TEXT SHOWN
= Anti-Spanish sentiment =

Fear or hatred of Spanish people or culture

Anti-Spanish sentiment is the fear, distrust, hatred of, aversion to, or discrimination against Spanish people, culture, or nationhood.

Instances of anti-Spanish prejudice, often embedded within anti-Catholic prejudice and propaganda, were stoked in Europe in the early modern period, pursuant to the Spanish Crown's status as a power siding with the Counter-Reformation. The Spanish colonization of the Americas was also singled out as uniquely barbarous by some commentators. 20th-century Spanish historiography shaped the construct of "Black Legend" to denote such manifestations of prejudice, generally overplaying their reach and pervasiveness. The justification of the civil wars from which new republics emerged independent from Spanish rule in the Americas also partially relied on a hispanophobic discourse.

Within Spain, elements of stateless nationalist movements (such as Catalan, Basque, and Galician) competing with Spanish nationalism embrace anti-Spanish views and discourse.

REQUIREMENT 1
Copy out everything from "Fear or hatred" down to "a hispanophobic discourse." in the text on anti-Spanish sentiment, renaming "Counter-Reformation" as "Catholic Reformation".
REQUIREMENT 2
Extend the text on anti-Spanish sentiment past its final sentence.

SOURCE DATA
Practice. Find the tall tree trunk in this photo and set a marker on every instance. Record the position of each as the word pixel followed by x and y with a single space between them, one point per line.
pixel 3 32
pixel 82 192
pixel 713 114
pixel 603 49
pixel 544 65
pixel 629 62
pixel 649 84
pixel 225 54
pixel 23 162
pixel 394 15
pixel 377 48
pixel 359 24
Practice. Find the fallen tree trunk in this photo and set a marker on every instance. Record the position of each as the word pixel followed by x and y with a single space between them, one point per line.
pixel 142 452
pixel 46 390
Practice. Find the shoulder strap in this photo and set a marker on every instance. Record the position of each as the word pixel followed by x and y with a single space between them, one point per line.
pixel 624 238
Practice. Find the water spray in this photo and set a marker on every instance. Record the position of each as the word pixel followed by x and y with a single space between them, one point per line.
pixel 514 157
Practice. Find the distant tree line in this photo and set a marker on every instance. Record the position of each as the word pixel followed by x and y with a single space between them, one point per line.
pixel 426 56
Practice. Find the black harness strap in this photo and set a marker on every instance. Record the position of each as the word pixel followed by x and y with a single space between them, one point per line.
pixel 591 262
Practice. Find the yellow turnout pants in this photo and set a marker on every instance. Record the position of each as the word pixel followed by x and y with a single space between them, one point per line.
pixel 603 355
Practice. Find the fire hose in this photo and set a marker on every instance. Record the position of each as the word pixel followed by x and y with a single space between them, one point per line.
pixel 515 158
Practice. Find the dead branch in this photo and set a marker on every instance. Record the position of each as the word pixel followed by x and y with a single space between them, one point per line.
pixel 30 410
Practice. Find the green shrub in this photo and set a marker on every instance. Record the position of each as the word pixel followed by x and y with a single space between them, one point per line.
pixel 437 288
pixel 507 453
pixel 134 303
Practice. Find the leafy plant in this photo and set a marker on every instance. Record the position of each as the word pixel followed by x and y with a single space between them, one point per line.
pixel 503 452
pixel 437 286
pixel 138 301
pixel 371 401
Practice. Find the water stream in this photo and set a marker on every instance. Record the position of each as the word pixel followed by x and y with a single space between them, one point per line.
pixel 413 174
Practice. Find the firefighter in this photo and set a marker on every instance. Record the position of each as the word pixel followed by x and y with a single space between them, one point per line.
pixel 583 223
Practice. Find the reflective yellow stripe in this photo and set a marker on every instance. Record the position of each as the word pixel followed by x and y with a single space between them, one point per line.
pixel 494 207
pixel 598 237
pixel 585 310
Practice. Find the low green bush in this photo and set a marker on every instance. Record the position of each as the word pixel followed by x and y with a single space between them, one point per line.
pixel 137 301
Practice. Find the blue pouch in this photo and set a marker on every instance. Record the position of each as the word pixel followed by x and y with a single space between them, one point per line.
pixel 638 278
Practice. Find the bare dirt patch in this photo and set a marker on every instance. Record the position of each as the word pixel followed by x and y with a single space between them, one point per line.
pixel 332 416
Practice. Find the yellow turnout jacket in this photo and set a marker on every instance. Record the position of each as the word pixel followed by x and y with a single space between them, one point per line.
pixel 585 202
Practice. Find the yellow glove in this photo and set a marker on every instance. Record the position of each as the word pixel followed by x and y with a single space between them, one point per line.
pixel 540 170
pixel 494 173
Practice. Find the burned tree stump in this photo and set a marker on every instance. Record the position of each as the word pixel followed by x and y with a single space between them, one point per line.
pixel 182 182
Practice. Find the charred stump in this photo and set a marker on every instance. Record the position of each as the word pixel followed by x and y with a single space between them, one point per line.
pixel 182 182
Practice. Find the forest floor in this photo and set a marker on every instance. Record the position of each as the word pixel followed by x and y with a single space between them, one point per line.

FINAL ANSWER 1
Fear or hatred of Spanish people or culture

Anti-Spanish sentiment is the fear, distrust, hatred of, aversion to, or discrimination against Spanish people, culture, or nationhood.

Instances of anti-Spanish prejudice, often embedded within anti-Catholic prejudice and propaganda, were stoked in Europe in the early modern period, pursuant to the Spanish Crown's status as a power siding with the Catholic Reformation. The Spanish colonization of the Americas was also singled out as uniquely barbarous by some commentators. 20th-century Spanish historiography shaped the construct of "Black Legend" to denote such manifestations of prejudice, generally overplaying their reach and pervasiveness. The justification of the civil wars from which new republics emerged independent from Spanish rule in the Americas also partially relied on a hispanophobic discourse.

FINAL ANSWER 2
==History==
==="Black legend"===

Early instances of hispanophobia arose as the influence of the Spanish Empire and the Spanish Inquisition spread throughout Europe during the Late Middle Ages. Hispanophobia then materialized in folklore that is sometimes referred to as the "black legend":

The legend first arose amid the religious strife and imperial rivalries of 16th-century Europe. Northern Europeans, who loathed Catholic Spain and envied its American empire, published books and gory engravings which depicted Spanish colonization as uniquely barbarous: an orgy of greed, slaughter and papist depravity, the Inquisition writ large.

La leyenda negra, as Spanish historians first named it, entailed a view of Spaniards as "unusually cruel, avaricious, treacherous, fanatical, superstitious, hot-blooded, corrupt, decadent, indolent, and authoritarian". During the European colonization of the Americas, "[t]he Black Legend informed Anglo Americans' judgments about the political, economic, religious, and social forces that had shaped the Spanish provinces from Florida to California, as well as throughout the hemisphere". These judgments were handed down from Europeans who saw the Spaniards as inferior to other European cultures.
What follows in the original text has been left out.